• **Requirement**
Look through the material below. Return exactly the lines from the one with "Guideline: for every instance of the white" through the one with "Guideline: for every instance of the dry grass", both included.

• **Material supplied**
++++++++++
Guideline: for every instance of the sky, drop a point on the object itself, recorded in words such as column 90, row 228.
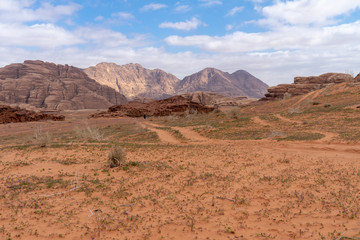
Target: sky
column 274, row 40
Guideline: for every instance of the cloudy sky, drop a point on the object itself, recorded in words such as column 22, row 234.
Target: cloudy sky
column 275, row 40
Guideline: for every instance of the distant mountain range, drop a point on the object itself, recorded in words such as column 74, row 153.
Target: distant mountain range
column 133, row 80
column 47, row 85
column 51, row 86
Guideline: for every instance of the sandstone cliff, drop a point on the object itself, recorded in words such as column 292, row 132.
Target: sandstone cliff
column 215, row 99
column 132, row 80
column 47, row 85
column 9, row 114
column 177, row 105
column 240, row 83
column 303, row 85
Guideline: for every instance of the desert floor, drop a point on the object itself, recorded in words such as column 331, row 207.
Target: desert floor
column 179, row 181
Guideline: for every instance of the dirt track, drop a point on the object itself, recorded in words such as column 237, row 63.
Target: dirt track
column 197, row 188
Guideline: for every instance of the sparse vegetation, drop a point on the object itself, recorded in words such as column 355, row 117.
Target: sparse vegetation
column 116, row 156
column 209, row 188
column 41, row 138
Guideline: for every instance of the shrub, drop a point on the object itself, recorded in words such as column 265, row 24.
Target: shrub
column 89, row 133
column 40, row 138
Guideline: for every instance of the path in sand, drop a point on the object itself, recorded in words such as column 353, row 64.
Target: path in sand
column 261, row 122
column 327, row 136
column 163, row 135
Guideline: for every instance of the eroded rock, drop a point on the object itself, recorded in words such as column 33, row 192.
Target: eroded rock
column 177, row 105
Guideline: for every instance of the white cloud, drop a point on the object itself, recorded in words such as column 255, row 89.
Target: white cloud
column 305, row 12
column 38, row 35
column 229, row 27
column 108, row 38
column 209, row 3
column 289, row 38
column 153, row 6
column 182, row 8
column 123, row 15
column 194, row 23
column 234, row 11
column 19, row 11
column 99, row 18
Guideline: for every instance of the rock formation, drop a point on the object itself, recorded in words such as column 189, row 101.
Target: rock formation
column 240, row 83
column 9, row 115
column 47, row 85
column 215, row 100
column 303, row 85
column 172, row 106
column 132, row 80
column 357, row 78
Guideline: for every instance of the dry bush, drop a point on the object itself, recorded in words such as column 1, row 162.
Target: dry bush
column 233, row 113
column 117, row 156
column 89, row 133
column 40, row 138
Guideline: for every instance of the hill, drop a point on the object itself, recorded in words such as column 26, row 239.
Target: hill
column 47, row 85
column 132, row 80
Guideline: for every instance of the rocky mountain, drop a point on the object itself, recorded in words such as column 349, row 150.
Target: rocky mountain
column 239, row 83
column 132, row 80
column 303, row 85
column 47, row 85
column 177, row 105
column 215, row 99
column 9, row 114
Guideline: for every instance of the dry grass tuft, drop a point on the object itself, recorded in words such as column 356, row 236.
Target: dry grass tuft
column 117, row 156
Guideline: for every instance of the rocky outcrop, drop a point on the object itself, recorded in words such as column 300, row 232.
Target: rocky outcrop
column 132, row 80
column 47, row 85
column 216, row 100
column 240, row 83
column 172, row 106
column 303, row 85
column 357, row 78
column 13, row 115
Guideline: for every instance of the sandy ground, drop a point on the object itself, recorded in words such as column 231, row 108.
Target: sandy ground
column 188, row 188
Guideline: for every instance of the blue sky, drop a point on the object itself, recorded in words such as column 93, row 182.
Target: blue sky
column 275, row 40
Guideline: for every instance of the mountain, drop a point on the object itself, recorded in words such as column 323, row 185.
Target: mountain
column 215, row 99
column 239, row 83
column 304, row 85
column 132, row 80
column 47, row 85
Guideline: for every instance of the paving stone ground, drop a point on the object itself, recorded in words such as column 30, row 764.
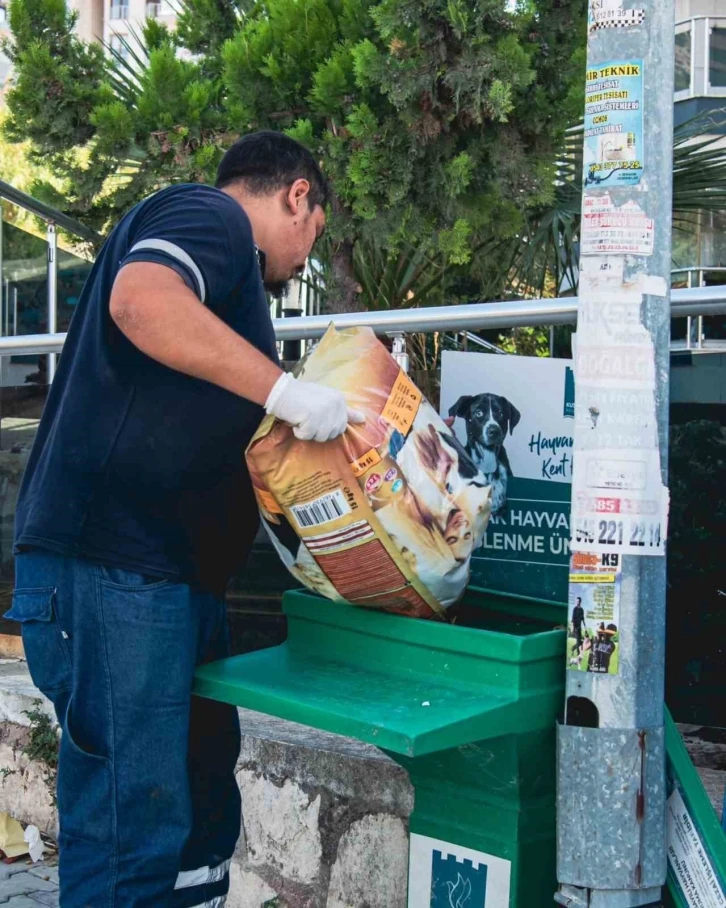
++++++++++
• **Written answer**
Guideline: for every instance of the white cloud, drop a point on the object itself, recorded in words such as column 255, row 89.
Target: white cloud
column 305, row 12
column 38, row 35
column 229, row 27
column 108, row 38
column 209, row 3
column 289, row 38
column 153, row 6
column 182, row 8
column 123, row 15
column 194, row 23
column 234, row 11
column 19, row 11
column 99, row 18
Guideline: for every instance of the rock formation, drop a point on the object itself, recorded in words such as column 189, row 101.
Target: rock formation
column 240, row 83
column 9, row 115
column 47, row 85
column 215, row 100
column 303, row 85
column 172, row 106
column 132, row 80
column 357, row 78
Guideline: for every instance of the dry bush, drop a point on the object itself, recorded in words such as column 1, row 162.
Target: dry bush
column 233, row 113
column 117, row 156
column 89, row 133
column 40, row 138
Guideline: for every instance of the hill, drop a point on the object itself, recorded in words such as column 26, row 239.
Target: hill
column 47, row 85
column 132, row 80
Guideline: for every instance of the rocky mountain, drop a point on the object itself, recorded in words such as column 349, row 150.
Target: rocky mountain
column 239, row 83
column 132, row 80
column 303, row 85
column 47, row 85
column 177, row 105
column 215, row 99
column 9, row 114
Guideline: for every instance of the dry grass tuft, drop a point on the object itself, recorded in words such as column 356, row 236.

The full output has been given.